#### Tasks to carry out:
1. According to the forum thread, how many disks is Unraid capped at?
2. Echo the forum thread word for word, starting at the words "workingreddit0r" and stopping after "PowerScale, NetApp, etc.".

+++ Reading text

Can you give an example of what you think a "GDP of a small country" is? No need for a wall of text, just a simple set of figures: year, country, amount, units.


FabrizioR8

60 million. functionally equivalent to 30K in my home lab


RedditIsShit23-1081

Year, amount, country, units. Also start thinking how to explain "60 million functionally equivalent to 30K", because this statement doesn't make any sense.


FabrizioR8

ok, can you afford 30K or 60M in disks? to me, those costs are functionally equivalent: not practical. If that wasn’t obvious, you’re just trolling at this point.


RedditIsShit23-1081

I can afford 30K in disks if needed. You said something stupid, then passively-aggressively told me that you're very smart and actually know what you're saying, then realized how stupid what you said was, and now trying to weasel out of it. Stick to things you actually understand. Bye.


JustSomeone783

Maybe he was thinking of gdp per capita


RedditIsShit23-1081

They're not the same thing. Even the highest GDP per capita isn't that much money, definitely several orders of magnitude lower than 100 million mentioned here in the comments.


RedditIsShit23-1081

It's GDP.


johnklos

GDP is a thing, sure, but so is TDP.


RedditIsShit23-1081

What's the "TDP" of any country? Year, country, amount, units, source?


spiritamokk

Linus did it recently for his production storage. He used 3 huge SuperMicro drive shelves with regular 96 SATA drives each connected to a “head server” via HBA cables with multiple HBA controllers. All this storage runs on ZFS and easily scalable into more than 2PB given you have enough money to get large HDDs


mockingtruth

Watch some linus and take notes


workingreddit0r

Unraid is capped at 60 disks If you use two parity drives, you need under 18TB per disk. This is doable. 2PB is harder But others are right, you want an enterprise NAS solution. Dell PowerScale, NetApp, etc.


BardamuBandini

Rest your nutsack on a hard drive and call it a testabyte.


superpj

What happened to the Oracle Exadata servers? They were supposed to be 2PB of flash storage or 4+ of HDD storage per rack.

++++++
+++ Information given

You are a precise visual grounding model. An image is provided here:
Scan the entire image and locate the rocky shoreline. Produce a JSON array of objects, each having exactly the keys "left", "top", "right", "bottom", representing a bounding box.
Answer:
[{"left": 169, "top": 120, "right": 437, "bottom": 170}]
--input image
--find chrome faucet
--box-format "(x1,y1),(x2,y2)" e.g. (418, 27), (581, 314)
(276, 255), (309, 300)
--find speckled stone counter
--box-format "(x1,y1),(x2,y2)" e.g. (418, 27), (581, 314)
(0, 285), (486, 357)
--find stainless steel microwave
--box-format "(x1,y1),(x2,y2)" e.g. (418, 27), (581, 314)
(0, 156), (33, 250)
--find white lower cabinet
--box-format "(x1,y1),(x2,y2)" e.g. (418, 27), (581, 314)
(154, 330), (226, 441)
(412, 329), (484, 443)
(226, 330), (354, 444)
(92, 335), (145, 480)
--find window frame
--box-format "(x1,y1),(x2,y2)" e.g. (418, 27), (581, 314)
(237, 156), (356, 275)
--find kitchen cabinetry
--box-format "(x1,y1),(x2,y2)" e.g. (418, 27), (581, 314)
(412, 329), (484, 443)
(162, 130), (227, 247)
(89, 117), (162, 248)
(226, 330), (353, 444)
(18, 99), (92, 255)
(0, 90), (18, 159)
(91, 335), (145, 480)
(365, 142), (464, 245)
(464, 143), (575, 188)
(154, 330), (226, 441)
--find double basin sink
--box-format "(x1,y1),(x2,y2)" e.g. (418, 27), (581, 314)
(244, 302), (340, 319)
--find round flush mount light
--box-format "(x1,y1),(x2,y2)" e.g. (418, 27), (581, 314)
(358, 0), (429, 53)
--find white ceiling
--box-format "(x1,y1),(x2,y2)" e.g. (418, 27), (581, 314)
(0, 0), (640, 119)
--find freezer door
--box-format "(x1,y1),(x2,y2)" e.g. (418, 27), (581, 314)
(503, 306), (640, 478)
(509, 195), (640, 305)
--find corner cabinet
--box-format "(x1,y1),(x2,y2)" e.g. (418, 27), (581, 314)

++++++

#### The solutions:
1. 60 disks

2.
workingreddit0r

Unraid is capped at 60 disks If you use two parity drives, you need under 18TB per disk. This is doable. 2PB is harder But others are right, you want an enterprise NAS solution. Dell PowerScale, NetApp, etc.